-- Start Records supplied --

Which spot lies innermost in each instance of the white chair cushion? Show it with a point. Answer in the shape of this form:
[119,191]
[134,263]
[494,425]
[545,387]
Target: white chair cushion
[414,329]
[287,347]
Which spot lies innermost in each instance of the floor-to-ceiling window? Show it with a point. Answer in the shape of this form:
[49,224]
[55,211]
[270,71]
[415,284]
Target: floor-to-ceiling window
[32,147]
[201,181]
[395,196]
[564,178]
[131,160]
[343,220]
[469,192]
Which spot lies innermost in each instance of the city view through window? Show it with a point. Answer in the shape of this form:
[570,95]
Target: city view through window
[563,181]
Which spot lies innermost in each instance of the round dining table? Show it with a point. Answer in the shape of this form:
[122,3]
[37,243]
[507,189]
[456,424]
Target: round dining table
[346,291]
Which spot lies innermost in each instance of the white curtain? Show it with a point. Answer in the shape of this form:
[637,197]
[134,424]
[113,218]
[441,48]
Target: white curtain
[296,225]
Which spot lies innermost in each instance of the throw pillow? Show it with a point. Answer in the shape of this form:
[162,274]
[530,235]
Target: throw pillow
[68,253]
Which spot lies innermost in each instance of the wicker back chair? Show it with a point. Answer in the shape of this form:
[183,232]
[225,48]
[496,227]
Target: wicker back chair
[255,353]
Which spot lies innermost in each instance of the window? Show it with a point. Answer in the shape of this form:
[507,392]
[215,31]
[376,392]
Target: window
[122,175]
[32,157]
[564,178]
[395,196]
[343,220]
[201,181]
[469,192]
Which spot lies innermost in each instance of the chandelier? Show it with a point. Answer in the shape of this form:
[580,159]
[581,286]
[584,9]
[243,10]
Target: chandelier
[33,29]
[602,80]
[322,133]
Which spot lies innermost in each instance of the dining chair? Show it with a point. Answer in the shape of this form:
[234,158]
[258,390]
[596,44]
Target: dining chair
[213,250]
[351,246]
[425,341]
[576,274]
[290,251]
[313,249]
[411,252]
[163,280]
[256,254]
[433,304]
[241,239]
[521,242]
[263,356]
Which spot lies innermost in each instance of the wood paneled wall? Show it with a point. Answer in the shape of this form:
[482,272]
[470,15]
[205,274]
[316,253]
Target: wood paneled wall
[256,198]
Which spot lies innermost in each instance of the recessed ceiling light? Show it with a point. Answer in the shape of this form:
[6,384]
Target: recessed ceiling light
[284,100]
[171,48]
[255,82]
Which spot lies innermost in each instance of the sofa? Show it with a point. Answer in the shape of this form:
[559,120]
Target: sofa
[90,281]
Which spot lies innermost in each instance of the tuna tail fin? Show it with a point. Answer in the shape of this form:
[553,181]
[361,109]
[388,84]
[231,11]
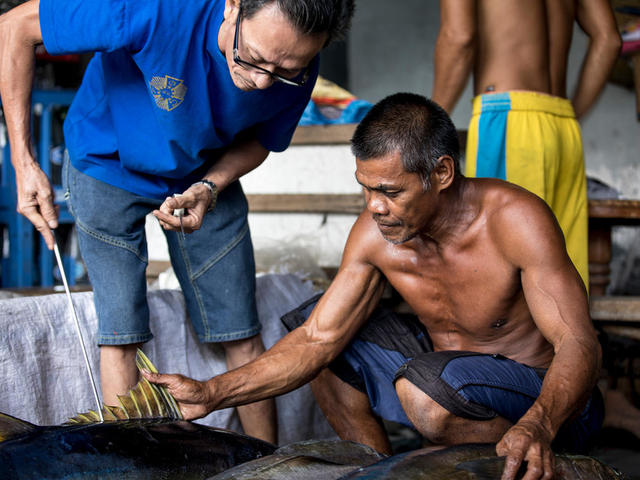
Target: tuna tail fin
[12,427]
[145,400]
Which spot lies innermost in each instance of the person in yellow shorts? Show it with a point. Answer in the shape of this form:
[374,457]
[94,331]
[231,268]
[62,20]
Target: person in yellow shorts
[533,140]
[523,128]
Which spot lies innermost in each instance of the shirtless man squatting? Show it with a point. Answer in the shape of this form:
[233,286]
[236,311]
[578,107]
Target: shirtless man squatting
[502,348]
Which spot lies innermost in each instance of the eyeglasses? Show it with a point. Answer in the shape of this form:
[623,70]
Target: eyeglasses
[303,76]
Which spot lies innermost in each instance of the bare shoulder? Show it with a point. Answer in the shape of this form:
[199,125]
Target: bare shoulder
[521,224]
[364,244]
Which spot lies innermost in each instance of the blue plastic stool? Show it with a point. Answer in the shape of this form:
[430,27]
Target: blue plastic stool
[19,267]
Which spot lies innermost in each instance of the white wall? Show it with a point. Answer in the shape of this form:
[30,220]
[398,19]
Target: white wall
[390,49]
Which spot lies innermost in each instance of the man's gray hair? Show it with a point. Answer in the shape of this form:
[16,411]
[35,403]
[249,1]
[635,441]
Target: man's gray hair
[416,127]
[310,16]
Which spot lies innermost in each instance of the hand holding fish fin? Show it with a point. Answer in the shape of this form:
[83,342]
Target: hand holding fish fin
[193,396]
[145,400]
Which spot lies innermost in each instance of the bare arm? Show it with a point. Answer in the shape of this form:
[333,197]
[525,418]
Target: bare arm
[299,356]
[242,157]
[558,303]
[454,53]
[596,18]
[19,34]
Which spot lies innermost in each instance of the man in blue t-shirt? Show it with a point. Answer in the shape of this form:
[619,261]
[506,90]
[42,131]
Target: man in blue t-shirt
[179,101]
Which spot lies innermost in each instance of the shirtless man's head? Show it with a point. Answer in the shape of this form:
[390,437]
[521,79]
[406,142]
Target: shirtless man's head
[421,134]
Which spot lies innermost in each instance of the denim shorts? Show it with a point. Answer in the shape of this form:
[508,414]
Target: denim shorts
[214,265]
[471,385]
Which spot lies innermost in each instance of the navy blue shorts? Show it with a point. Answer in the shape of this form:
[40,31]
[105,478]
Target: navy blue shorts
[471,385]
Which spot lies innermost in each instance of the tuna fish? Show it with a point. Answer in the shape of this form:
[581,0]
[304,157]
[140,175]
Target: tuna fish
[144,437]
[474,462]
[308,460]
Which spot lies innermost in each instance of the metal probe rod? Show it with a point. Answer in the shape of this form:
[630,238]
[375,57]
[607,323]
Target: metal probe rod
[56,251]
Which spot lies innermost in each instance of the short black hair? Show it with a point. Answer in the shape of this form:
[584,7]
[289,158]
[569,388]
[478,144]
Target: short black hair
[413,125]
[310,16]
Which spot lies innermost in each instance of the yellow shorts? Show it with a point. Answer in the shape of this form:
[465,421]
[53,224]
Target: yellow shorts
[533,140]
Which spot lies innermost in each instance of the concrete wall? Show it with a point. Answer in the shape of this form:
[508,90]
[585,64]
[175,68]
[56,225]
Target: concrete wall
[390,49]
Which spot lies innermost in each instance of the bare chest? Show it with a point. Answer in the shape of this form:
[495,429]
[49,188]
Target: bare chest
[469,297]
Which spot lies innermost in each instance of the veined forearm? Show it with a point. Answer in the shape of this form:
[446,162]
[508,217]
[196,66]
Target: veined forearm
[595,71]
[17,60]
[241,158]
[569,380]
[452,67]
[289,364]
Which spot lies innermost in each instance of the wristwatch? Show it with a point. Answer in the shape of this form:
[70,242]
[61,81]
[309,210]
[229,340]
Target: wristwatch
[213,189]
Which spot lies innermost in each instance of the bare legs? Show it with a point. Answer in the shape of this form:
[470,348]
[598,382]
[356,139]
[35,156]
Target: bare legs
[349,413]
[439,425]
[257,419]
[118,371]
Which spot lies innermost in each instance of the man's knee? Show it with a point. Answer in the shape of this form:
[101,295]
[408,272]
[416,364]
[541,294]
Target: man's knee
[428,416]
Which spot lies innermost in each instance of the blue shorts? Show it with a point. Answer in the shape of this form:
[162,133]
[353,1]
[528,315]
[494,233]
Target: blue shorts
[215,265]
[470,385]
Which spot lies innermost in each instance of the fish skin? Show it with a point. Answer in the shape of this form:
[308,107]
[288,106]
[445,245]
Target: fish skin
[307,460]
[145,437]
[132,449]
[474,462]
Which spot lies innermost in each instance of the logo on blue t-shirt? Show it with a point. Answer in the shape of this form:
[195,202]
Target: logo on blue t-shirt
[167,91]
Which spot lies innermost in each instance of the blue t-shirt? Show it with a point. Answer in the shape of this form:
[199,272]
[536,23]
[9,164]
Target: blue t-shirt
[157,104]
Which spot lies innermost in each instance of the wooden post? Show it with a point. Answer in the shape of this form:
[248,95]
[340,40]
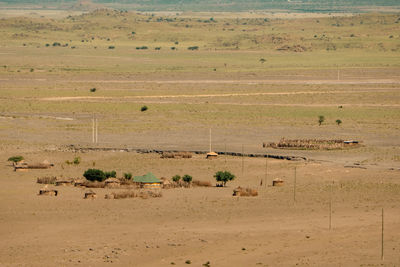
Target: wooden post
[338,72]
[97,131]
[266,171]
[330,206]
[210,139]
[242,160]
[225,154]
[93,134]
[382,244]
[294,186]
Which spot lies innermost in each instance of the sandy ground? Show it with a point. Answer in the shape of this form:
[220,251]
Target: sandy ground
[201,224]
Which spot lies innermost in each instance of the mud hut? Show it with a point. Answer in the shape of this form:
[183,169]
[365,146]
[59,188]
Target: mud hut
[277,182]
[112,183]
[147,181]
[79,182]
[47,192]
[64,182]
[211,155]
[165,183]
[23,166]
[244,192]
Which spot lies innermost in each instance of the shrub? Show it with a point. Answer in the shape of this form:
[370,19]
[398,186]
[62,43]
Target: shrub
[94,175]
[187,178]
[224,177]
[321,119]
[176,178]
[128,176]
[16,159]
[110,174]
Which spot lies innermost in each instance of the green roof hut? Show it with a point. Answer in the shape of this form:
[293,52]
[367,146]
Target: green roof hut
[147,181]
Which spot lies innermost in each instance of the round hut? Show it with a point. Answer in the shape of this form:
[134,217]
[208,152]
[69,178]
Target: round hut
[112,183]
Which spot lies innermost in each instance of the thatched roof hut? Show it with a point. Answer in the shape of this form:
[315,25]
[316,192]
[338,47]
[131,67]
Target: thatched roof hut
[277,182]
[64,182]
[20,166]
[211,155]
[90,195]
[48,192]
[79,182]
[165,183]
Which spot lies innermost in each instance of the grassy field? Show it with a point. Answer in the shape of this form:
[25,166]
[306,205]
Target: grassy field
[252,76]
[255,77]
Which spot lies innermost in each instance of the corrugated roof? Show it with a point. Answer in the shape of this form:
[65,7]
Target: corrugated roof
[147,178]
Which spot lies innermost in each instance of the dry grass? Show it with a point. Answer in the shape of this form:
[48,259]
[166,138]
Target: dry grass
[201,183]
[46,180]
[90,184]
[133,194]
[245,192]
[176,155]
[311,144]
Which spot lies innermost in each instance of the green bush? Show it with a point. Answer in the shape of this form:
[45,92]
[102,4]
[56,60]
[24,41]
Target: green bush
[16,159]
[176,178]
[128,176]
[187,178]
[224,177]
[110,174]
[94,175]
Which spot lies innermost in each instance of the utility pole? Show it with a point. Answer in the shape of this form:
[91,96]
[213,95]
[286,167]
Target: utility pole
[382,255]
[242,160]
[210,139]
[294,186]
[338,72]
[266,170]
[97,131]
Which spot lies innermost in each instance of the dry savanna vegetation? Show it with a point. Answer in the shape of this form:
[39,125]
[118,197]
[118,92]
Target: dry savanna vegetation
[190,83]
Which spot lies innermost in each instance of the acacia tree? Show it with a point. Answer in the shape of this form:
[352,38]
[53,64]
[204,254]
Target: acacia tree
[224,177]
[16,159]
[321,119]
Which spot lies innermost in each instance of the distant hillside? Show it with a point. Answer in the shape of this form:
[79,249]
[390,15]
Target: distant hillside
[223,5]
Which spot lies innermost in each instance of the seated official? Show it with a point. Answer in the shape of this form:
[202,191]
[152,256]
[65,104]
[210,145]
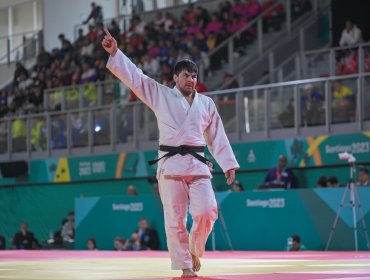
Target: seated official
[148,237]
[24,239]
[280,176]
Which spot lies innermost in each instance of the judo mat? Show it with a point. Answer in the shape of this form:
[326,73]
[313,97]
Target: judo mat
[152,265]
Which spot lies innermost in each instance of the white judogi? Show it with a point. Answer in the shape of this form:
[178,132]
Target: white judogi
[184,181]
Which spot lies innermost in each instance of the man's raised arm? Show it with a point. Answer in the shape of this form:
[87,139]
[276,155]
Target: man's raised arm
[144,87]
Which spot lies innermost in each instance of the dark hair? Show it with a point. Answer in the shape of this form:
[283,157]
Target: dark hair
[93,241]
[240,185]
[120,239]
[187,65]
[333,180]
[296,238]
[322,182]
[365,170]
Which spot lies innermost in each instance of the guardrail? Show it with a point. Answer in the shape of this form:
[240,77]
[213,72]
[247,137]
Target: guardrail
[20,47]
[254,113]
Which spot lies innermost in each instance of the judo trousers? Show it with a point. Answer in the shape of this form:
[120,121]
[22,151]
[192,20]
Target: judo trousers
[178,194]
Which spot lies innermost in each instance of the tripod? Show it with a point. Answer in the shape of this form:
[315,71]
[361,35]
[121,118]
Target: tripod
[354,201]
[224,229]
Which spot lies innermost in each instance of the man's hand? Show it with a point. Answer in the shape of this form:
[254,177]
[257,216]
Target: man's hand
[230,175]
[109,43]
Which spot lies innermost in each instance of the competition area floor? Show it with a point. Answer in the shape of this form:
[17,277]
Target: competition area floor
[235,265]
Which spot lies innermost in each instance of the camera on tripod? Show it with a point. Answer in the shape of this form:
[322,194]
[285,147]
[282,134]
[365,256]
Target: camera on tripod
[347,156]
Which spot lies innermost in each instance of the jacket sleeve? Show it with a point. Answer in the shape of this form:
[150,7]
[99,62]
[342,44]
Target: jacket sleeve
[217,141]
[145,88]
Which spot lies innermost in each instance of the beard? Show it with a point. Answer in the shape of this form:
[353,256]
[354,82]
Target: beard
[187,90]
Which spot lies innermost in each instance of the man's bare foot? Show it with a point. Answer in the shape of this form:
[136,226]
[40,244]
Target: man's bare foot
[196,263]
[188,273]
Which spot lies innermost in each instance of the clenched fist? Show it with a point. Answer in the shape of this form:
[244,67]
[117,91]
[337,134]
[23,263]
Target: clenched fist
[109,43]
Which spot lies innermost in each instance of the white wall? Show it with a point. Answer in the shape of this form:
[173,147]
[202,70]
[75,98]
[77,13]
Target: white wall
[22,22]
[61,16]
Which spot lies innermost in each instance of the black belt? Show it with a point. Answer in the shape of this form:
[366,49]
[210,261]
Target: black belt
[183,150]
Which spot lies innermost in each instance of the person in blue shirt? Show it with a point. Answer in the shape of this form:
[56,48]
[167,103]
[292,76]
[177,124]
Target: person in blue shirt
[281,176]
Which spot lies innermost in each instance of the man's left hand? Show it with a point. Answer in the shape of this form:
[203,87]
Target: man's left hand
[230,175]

-- End Records supplied --

- Instructions for the task -
Each line from the one containing "Which spot lies innermost in each instance of the beard?" to the final line of the entries above must be returned exactly, and no other line may appear.

- Written reply -
Which spot lies innermost in each instance of the beard? Show it with a point. Answer in the shape of this form:
[353,256]
[354,82]
Target: beard
[187,90]
Which spot lies innermost in each instance of the man's bare foot? Show it with a point. Answer in the shape of this form:
[136,226]
[40,244]
Target: man's bare foot
[196,263]
[188,273]
Which spot lies innermost in each instance of the clenched fist? Show it with a point. Answer in the shape of this form:
[244,67]
[117,91]
[337,134]
[23,263]
Target: clenched fist
[109,43]
Which spot lies innermost in each instance of the white wall? Show it with a point. Answer in the shape of this form:
[173,147]
[202,70]
[75,98]
[77,13]
Target: white wall
[22,22]
[61,16]
Which spot lies innermost in each instance of the black belt? Show it with a point. Answer in the shape of this form:
[366,49]
[210,261]
Target: black belt
[183,150]
Which spot lies innermost in each instance of the person in blue shirt? Show it with a point. Answer in the shape of this form:
[56,48]
[167,103]
[292,76]
[177,124]
Target: person in blue shirt
[281,176]
Which spot lies innermost in each instance of the man's left hand? Show it with a point. Answer in the shape of this form:
[203,87]
Target: man's left hand
[230,175]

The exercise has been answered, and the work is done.